What the task asks
Could you express every line of the material below as a JSON list of strings, one string per line, leaving out any blank lines?

Raw records:
▬▬▬▬▬▬

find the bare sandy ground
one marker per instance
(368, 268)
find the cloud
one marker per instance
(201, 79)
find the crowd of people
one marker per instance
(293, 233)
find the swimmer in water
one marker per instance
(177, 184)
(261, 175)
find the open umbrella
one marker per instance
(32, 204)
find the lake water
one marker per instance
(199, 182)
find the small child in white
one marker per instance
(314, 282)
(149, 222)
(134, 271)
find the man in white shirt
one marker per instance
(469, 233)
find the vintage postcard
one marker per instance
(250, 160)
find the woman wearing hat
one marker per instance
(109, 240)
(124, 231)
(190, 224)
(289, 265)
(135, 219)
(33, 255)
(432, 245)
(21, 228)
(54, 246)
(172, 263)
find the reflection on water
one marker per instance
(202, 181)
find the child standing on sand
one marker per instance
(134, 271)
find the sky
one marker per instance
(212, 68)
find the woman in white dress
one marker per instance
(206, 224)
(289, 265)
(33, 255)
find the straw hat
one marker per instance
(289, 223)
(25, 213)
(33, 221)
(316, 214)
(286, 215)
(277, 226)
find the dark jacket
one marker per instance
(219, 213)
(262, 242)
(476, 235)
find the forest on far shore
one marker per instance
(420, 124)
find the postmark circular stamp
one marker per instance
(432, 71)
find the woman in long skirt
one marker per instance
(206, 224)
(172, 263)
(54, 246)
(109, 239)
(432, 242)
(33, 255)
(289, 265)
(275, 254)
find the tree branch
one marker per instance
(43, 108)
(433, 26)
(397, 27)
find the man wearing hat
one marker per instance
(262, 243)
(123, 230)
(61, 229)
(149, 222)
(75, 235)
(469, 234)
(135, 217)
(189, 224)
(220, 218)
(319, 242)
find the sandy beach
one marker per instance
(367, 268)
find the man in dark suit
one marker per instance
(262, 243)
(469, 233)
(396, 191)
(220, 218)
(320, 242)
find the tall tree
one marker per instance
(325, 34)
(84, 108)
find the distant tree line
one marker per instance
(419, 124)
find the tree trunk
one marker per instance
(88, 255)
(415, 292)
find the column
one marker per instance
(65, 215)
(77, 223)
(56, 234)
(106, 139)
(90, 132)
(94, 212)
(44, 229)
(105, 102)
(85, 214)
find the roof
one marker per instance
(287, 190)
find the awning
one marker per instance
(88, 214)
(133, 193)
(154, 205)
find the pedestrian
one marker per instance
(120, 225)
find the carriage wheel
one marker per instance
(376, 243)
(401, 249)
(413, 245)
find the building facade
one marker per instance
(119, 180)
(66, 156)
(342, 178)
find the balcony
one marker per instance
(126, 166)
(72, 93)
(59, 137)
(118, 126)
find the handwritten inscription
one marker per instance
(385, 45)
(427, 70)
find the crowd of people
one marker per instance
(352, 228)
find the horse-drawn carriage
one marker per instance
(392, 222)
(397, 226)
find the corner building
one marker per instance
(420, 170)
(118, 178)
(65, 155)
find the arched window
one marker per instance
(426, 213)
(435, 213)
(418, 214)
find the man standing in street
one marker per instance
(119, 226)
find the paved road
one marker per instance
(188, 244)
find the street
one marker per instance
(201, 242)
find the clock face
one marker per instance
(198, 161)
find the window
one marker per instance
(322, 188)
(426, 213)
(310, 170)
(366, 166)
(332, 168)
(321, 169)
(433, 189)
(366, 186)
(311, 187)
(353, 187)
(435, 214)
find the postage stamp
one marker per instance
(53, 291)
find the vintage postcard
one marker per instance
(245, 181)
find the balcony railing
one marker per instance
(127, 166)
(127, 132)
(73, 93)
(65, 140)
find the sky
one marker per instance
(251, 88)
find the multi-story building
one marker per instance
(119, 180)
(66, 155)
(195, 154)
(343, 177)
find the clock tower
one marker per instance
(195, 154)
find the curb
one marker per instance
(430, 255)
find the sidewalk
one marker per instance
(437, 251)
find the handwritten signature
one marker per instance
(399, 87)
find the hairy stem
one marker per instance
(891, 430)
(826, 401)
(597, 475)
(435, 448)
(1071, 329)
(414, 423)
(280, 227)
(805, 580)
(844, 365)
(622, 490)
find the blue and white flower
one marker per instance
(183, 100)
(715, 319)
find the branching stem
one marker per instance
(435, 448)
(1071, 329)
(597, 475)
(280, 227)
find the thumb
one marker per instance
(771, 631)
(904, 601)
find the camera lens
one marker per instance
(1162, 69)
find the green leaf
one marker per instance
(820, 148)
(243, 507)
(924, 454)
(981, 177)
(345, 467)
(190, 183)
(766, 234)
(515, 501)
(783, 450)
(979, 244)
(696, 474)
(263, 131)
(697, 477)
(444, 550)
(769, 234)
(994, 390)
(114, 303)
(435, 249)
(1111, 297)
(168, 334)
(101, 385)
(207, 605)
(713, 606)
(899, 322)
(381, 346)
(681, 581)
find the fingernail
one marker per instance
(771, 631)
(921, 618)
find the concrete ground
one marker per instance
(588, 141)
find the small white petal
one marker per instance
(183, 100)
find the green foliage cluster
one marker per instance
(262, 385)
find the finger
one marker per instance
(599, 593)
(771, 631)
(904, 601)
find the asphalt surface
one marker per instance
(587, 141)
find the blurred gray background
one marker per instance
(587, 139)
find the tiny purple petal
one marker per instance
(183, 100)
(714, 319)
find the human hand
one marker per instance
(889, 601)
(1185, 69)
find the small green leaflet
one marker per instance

▬▬▬▬▬▬

Result below
[
  "find the bare sandy ground",
  "one marker per instance",
  "(368, 268)",
  "find the cloud",
  "one marker per instance",
  "(201, 79)",
  "find the crowd of people",
  "one marker per instance",
  "(293, 233)",
  "find the swimmer in water",
  "one marker per instance",
  "(177, 184)",
  "(261, 175)",
  "find the open umbrella",
  "one marker per instance",
  "(32, 204)",
  "find the lake water",
  "one marker per instance",
  "(199, 182)",
  "find the small child in white",
  "one marker per instance",
  "(314, 282)",
  "(149, 222)",
  "(134, 271)",
  "find the man in white shirt",
  "one marker per instance",
  "(469, 233)",
  "find the vintage postcard",
  "one marker per instance",
  "(250, 160)",
  "find the woman wearing hat",
  "one marker per instance",
  "(109, 240)",
  "(124, 231)",
  "(190, 224)",
  "(289, 265)",
  "(135, 219)",
  "(33, 255)",
  "(432, 245)",
  "(21, 228)",
  "(54, 246)",
  "(172, 263)",
  "find the reflection on water",
  "one marker per instance",
  "(202, 181)",
  "find the child standing on sand",
  "one marker per instance",
  "(134, 271)",
  "find the sky",
  "one marker per instance",
  "(212, 68)",
  "find the woman in white dress",
  "one marker per instance",
  "(206, 224)",
  "(289, 265)",
  "(33, 255)",
  "find the straw hat",
  "one marker per instance",
  "(289, 223)",
  "(25, 213)",
  "(33, 221)",
  "(316, 214)",
  "(286, 215)",
  "(277, 226)",
  "find the dark jacket",
  "one marker per instance",
  "(219, 213)",
  "(262, 242)",
  "(476, 235)",
  "find the forest on far shore",
  "one marker per instance",
  "(420, 124)",
  "find the postmark circular stamp",
  "one marker per instance",
  "(432, 71)",
  "find the woman in long skirt",
  "one marker per instance",
  "(206, 224)",
  "(172, 263)",
  "(54, 246)",
  "(109, 239)",
  "(432, 242)",
  "(33, 255)",
  "(289, 265)",
  "(275, 254)",
  "find the tree branch",
  "one marker per instance",
  "(43, 108)",
  "(433, 26)",
  "(397, 27)",
  "find the man wearing hat",
  "one marker per instance",
  "(262, 243)",
  "(123, 230)",
  "(61, 229)",
  "(149, 222)",
  "(75, 235)",
  "(469, 234)",
  "(135, 217)",
  "(189, 224)",
  "(220, 218)",
  "(319, 242)",
  "find the sandy beach",
  "one marker per instance",
  "(367, 268)",
  "find the man in dark suit",
  "one marker per instance",
  "(262, 243)",
  "(469, 233)",
  "(396, 191)",
  "(220, 218)",
  "(320, 242)",
  "find the tall tree",
  "one marker per instance",
  "(325, 34)",
  "(84, 108)",
  "find the distant tree line",
  "one marker per instance",
  "(419, 124)",
  "find the tree trunk",
  "one marker per instance",
  "(88, 255)",
  "(415, 292)",
  "find the column",
  "one marker per instance",
  "(65, 215)",
  "(77, 223)",
  "(56, 234)",
  "(106, 139)",
  "(90, 132)",
  "(94, 212)",
  "(44, 229)",
  "(105, 102)",
  "(85, 214)",
  "find the roof",
  "one marker per instance",
  "(287, 190)",
  "find the awning",
  "one marker per instance",
  "(88, 214)",
  "(133, 193)",
  "(154, 205)",
  "find the pedestrian",
  "one marker per instance",
  "(120, 225)",
  "find the carriage wheel",
  "one marker per instance",
  "(376, 243)",
  "(401, 249)",
  "(413, 245)",
  "find the building facade",
  "one marker per instance",
  "(119, 180)",
  "(66, 156)",
  "(342, 178)",
  "find the balcony",
  "one marker per instance",
  "(126, 166)",
  "(72, 93)",
  "(59, 137)",
  "(118, 126)",
  "find the handwritten inscription",
  "one marker per instance",
  "(385, 45)",
  "(427, 70)",
  "find the crowd of people",
  "one marker per instance",
  "(352, 228)",
  "find the horse-drawn carriage",
  "one marker per instance",
  "(392, 222)",
  "(397, 226)",
  "find the corner building",
  "one marker per instance",
  "(420, 170)",
  "(118, 178)",
  "(65, 155)",
  "find the arched window",
  "one marker per instance",
  "(426, 213)",
  "(435, 213)",
  "(418, 214)",
  "find the man standing in street",
  "one marker per instance",
  "(119, 226)",
  "find the paved road",
  "one marker per instance",
  "(188, 244)",
  "find the street",
  "one marker per instance",
  "(201, 242)",
  "find the clock face",
  "one marker per instance",
  "(198, 161)",
  "find the window",
  "one marker per instance",
  "(322, 188)",
  "(426, 213)",
  "(310, 170)",
  "(366, 166)",
  "(332, 168)",
  "(321, 169)",
  "(433, 189)",
  "(366, 186)",
  "(311, 187)",
  "(353, 187)",
  "(435, 214)",
  "find the postage stamp",
  "one marker per instance",
  "(53, 291)",
  "find the vintage postcard",
  "one marker per instance",
  "(245, 181)",
  "find the balcony railing",
  "one marker per instance",
  "(127, 166)",
  "(127, 132)",
  "(73, 93)",
  "(65, 140)",
  "find the sky",
  "one marker per instance",
  "(251, 88)",
  "find the multi-story building",
  "one marker per instance",
  "(119, 180)",
  "(66, 155)",
  "(195, 154)",
  "(343, 177)",
  "find the clock tower",
  "one marker per instance",
  "(195, 154)",
  "find the curb",
  "one marker per instance",
  "(430, 255)",
  "find the sidewalk",
  "one marker per instance",
  "(437, 251)",
  "find the handwritten signature",
  "one marker per instance",
  "(399, 87)",
  "find the hairy stem",
  "one marker per instance",
  "(891, 430)",
  "(826, 401)",
  "(597, 475)",
  "(435, 448)",
  "(1071, 329)",
  "(414, 423)",
  "(280, 227)",
  "(805, 580)",
  "(844, 365)",
  "(622, 490)",
  "find the blue and white flower",
  "one marker per instance",
  "(183, 100)",
  "(715, 319)",
  "find the branching stem",
  "one marker per instance",
  "(435, 448)",
  "(1071, 329)",
  "(597, 475)",
  "(280, 227)",
  "find the thumb",
  "one marker per instance",
  "(771, 631)",
  "(904, 601)",
  "find the camera lens",
  "one marker per instance",
  "(1162, 69)",
  "find the green leaf",
  "one marker per instance",
  "(820, 148)",
  "(243, 507)",
  "(924, 454)",
  "(981, 177)",
  "(345, 467)",
  "(190, 183)",
  "(766, 234)",
  "(515, 501)",
  "(783, 450)",
  "(979, 244)",
  "(696, 474)",
  "(263, 131)",
  "(697, 477)",
  "(444, 550)",
  "(769, 234)",
  "(994, 390)",
  "(114, 303)",
  "(435, 249)",
  "(1111, 297)",
  "(168, 334)",
  "(101, 385)",
  "(207, 605)",
  "(713, 606)",
  "(899, 322)",
  "(381, 346)",
  "(681, 581)",
  "find the fingernail",
  "one marker per instance",
  "(771, 631)",
  "(921, 618)",
  "find the concrete ground",
  "one marker per instance",
  "(588, 141)",
  "find the small white petal",
  "one marker per instance",
  "(183, 100)",
  "find the green foliage cluster",
  "one marker per instance",
  "(262, 385)",
  "find the finger",
  "one marker per instance",
  "(599, 593)",
  "(771, 631)",
  "(904, 601)",
  "find the asphalt surface",
  "one marker per instance",
  "(587, 141)",
  "find the blurred gray background",
  "one marker per instance",
  "(587, 139)",
  "find the tiny purple petal",
  "one marker per instance",
  "(183, 100)",
  "(714, 319)",
  "find the human hand",
  "one marker per instance",
  "(889, 601)",
  "(1185, 69)",
  "find the small green leaflet",
  "one marker per instance"
]